** Excerpt follows **
July 23, 2025 The Newspaper Serving LGBT Los Angeles

Forever Holly Woodlawn, Warhol’s Superstar dead at age 69

Holly is pictured here with Joe, Andy, Jane and Jackie.
Holly is pictured here with Joe, Andy and Jackie.

BY DAVID EHRENSTEIN  |  “If I’m wearing pants, call me a man. If I’m wearing a dress, call me a cab!”

So quipped one Haroldo Santiago Franceschi Rodriguez Danhakl, better known to the world as Holly Woodlawn. The late great actress, cabaret artiste, salesgirl and overall one-of-a-kind character died of brain and liver cancer on December 6, 2015. She burst upon an unsuspecting universe in 1970 with Trash, an Andy Warhol production in which she was originally cast in a small role as junkie-thief and Joe Dallesandro’s long-suffering Welfare-aspiring girlfriend. But director Paul Morrissey recognized immediately that he had a powerhouse on his hands.
** End of Excerpt **
** Extracted material follows **
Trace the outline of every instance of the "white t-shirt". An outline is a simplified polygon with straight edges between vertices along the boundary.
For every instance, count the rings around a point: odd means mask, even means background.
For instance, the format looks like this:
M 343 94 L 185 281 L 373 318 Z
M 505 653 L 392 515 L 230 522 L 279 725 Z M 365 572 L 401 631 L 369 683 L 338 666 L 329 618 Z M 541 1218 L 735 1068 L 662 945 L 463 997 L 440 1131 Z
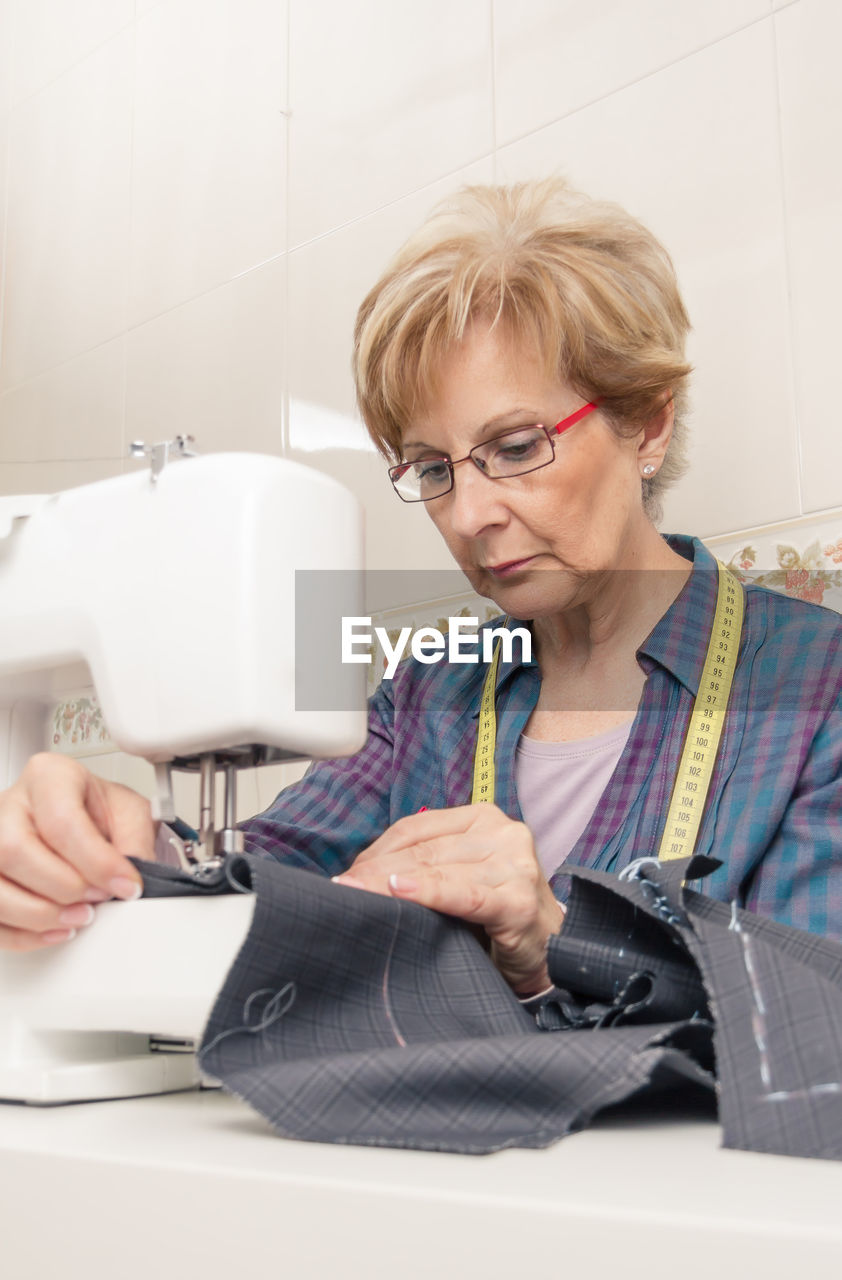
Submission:
M 628 741 L 632 721 L 575 742 L 521 736 L 514 756 L 517 799 L 548 879 L 585 831 Z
** End of Extracted material **
> Things to do:
[1] What illness caused Holly Woodlawn's death, according to the Holly Woodlawn article?
[2] Set down the passage of the Holly Woodlawn article between "Holly is pictured here with Joe, Andy, Jane" and "on his hands.", inclusive.

> Answers for this exercise:
[1] She died of brain and liver cancer.

[2]
Holly is pictured here with Joe, Andy, Jane and Jackie.
Holly is pictured here with Joe, Andy and Jackie.

BY DAVID EHRENSTEIN  |  “If I’m wearing pants, call me a man. If I’m wearing a dress, call me a cab!”

So quipped one Haroldo Santiago Franceschi Rodriguez Danhakl, better known to the world as Holly Woodlawn. The late great actress, cabaret artiste, salesgirl and overall one-of-a-kind character died of brain and liver cancer on December 6, 2015. She burst upon an unsuspecting universe in 1970 with Trash, an Andy Warhol production in which she was originally cast in a small role as junkie-thief and Joe Dallesandro’s long-suffering Welfare-aspiring girlfriend. But director Paul Morrissey recognized immediately that he had a powerhouse on his hands.